Bishop Susan Morrison
Biography
Bishop Susan Murch Morrison was born in January 1943 in Dunkirk, New York. A brother was born two-and-a-half years later and a sister ten years later. After service in World War II, Morrison’s father went to university and tried different jobs before settling in at the DuPont Company. The family moved to Delaware when Susan was starting middle school. While the family was not actively religious, Susan recalls experiencing a strong call to mission work when she was young.
She decided to enroll at Drew University in September 1961 for her undergraduate studies because the school had some religious affiliation. The campus minister Jim Sessions had a significant impact on Susan’s development during her time there. She spent a semester studying political science in London. She also participated in Civil Right activities, traveling to Alabama to assist with voter registration. When she shared her call to mission work with Sessions, he encouraged her to explore the US-4 mission program with the United Methodist Board of Global Ministries. Susan was accepted into the program and was sent with a team to work in a community outside Rio de Janeiro in Brazil. For three and a half years they lived with Brazilian families and provided training in literacy, health care and community development. That experience began to broaden Morrison’s worldview and global perspective.
Upon her return to the U.S., Morrison traveled around the country speaking on campuses about her mission experience. She decided to enroll in Boston University School of Theology in the fall of 1969. During her seminary years she spent one summer organizing for welfare rights in Minnesota and another summer in Cuernavaca, Mexico studying Spanish. She was president of the student body and got to know the resident Bishop James Mathews who became a mentor. She graduated magna cum laude in 1972.
Morrison was the first woman ordained to be a deacon in the Peninsula-Delaware Conference by Bishop John Wesley Lord. She received a fellowship to spend the year following seminary studying at the Facultad de Teologico in Buenos Aires and with the Benedictine order in Rome. Bishop James Matthews had moved to the Baltimore-Washington Conference. Morrison reached out to him for a pastoral position there since he was known to be supportive of women clergy and the conference had more international elements. She was ordained an elder by Bishop Matthews and appointed to Marvin Memorial United Methodist Church in Silver Spring, Maryland.
The seven years Morrison spent on the pastoral staff of Marvin Memorial was an immersive learning experience in congregational ministry. She had little prior experience being part of or leading a congregation. During this time she also enrolled in and completed the Doctor of Ministry program at Wesley Theological Seminary. In 1978 she was appointed to Beltsville United Methodist Church.

········

SET PROBLEM A:
According to the Susan Morrison biography above, where did the US-4 mission program send Morrison's team?
SET PROBLEM B:
Rewrite the paragraph beginning "Upon her return to the U.S." from the Susan Morrison biography as a short bulleted list that keeps its main facts.
SET PROBLEM C:
Extend the biography of Bishop Susan Morrison, picking up after its final sentence.

MATERIAL PROVIDED:
········

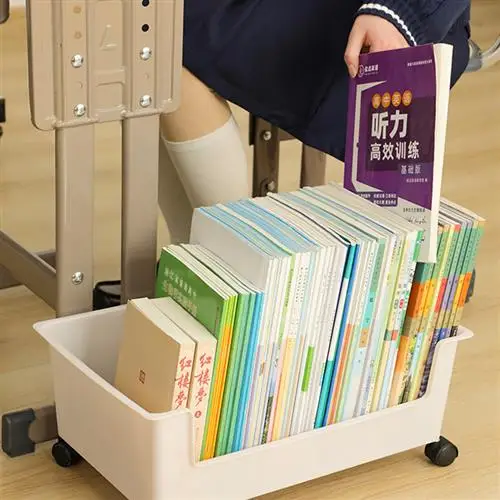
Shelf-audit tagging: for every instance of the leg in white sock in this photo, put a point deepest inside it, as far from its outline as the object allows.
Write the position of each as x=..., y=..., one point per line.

········

TASK OUTPUT A:
A community outside Rio de Janeiro in Brazil.

TASK OUTPUT B:
- After returning to the U.S., Morrison spoke on campuses across the country about her mission experience.
- She enrolled at Boston University School of Theology in fall 1969.
- She spent one summer organizing for welfare rights in Minnesota and another studying Spanish in Cuernavaca, Mexico.
- She served as student body president and found a mentor in resident Bishop James Mathews.
- She graduated magna cum laude in 1972.

TASK OUTPUT C:
Morrison cultivated connections with the few other women clergy serving at that time; they began meeting in her living room. The clergywomen developed strong spiritual bonds in worship, music and shared experience. Colleagues Susan Beehler and Jan Powers were gifted musicians who wrote songs from their collective experience. The clergywomen formed a choir to sing at worship events and at conferences, playing an important role in nurturing feminist perspectives and experiences in The United Methodist Church.
During this time Morrison got to know Jean Young, another clergy in the conference. They gradually moved into a primary relationship which they have sustained since that time. Given the anti-LGBT policies in the United Methodist Church at that time, Morrison chose not to publicly declare her orientation and relationship, although it was widely known in church circles.
In 1980, she was appointed by Bishop Mathews as the district superintendent of the Baltimore Northwest District, again the first woman in the conference to hold such a position. She held several other leadership positions in the church, including being a delegate to General Conference. In 1986, Bishop Joe Yeakel appointed her to be the Council Director for the Baltimore-Washington Annual Conference.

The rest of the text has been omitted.